- AIM OF THE TASK:
Edit everything from the line containing "In the photo above, each instance of the red roof" down to the end of the records, replacing "single pin" with "single dot" and leaving all else unchanged; give back only those lines.

[START OF PROVIDED ENTRIES]

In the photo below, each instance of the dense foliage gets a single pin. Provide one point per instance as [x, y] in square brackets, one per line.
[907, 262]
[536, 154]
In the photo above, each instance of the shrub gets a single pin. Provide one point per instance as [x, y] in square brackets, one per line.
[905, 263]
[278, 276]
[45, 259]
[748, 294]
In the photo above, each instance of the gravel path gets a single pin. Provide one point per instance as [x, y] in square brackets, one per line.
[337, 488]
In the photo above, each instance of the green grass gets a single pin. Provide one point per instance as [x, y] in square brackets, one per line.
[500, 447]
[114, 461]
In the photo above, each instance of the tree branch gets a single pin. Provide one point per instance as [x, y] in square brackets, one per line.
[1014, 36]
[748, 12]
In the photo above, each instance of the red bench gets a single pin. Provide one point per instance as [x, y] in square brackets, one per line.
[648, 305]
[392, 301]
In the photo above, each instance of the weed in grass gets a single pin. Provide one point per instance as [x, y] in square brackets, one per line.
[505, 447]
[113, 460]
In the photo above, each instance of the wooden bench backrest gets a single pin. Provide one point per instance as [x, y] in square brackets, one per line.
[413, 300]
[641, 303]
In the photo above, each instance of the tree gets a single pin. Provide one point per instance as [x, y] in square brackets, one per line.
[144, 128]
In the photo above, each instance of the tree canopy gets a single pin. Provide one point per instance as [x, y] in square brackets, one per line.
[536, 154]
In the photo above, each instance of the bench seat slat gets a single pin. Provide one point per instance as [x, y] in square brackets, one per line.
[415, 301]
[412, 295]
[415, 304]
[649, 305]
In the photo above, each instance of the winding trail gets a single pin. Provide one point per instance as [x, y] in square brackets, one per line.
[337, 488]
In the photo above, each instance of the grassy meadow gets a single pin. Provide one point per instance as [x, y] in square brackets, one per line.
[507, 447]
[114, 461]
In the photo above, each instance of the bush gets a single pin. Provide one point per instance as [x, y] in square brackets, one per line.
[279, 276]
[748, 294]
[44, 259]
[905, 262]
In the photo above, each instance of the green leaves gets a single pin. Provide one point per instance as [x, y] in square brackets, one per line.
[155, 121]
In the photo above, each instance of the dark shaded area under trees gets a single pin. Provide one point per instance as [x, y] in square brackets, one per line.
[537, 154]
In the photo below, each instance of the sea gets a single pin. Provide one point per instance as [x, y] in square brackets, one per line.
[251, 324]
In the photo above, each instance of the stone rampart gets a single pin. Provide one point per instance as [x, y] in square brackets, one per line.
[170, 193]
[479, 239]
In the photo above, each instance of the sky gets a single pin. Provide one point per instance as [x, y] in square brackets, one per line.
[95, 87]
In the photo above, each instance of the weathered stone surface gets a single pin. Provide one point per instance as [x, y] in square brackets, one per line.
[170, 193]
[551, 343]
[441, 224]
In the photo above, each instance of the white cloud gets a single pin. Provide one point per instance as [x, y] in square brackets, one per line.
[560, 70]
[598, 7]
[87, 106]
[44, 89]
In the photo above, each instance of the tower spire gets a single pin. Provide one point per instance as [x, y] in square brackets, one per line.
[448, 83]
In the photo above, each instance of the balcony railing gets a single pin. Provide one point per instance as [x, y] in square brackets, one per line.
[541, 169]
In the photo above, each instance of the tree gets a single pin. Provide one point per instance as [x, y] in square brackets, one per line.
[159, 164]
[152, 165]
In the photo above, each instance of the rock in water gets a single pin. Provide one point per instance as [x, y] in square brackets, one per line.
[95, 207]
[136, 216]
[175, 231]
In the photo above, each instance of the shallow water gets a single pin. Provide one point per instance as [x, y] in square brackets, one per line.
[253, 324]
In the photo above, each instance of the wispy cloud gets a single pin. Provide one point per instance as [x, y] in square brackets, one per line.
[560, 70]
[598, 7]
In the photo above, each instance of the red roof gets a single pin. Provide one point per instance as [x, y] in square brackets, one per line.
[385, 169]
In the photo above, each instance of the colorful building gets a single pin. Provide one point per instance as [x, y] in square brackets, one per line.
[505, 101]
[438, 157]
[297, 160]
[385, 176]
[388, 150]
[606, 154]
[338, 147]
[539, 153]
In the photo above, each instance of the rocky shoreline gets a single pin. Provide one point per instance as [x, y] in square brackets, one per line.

[END OF PROVIDED ENTRIES]

- RESPONSE:
In the photo above, each instance of the red roof gets a single dot. Provide one point per instance as [x, y] in square brackets, one per line.
[385, 169]
In the photo above, each instance of the colorful building gets a single dot. Provide one point per instance as [x, y] in square brackets, one per line.
[505, 101]
[438, 157]
[297, 160]
[385, 176]
[388, 150]
[606, 154]
[338, 147]
[539, 153]
In the photo above, each instance of the rocky shoreline gets a single dot. Provide one point per instance as [x, y] in square brackets, one per line.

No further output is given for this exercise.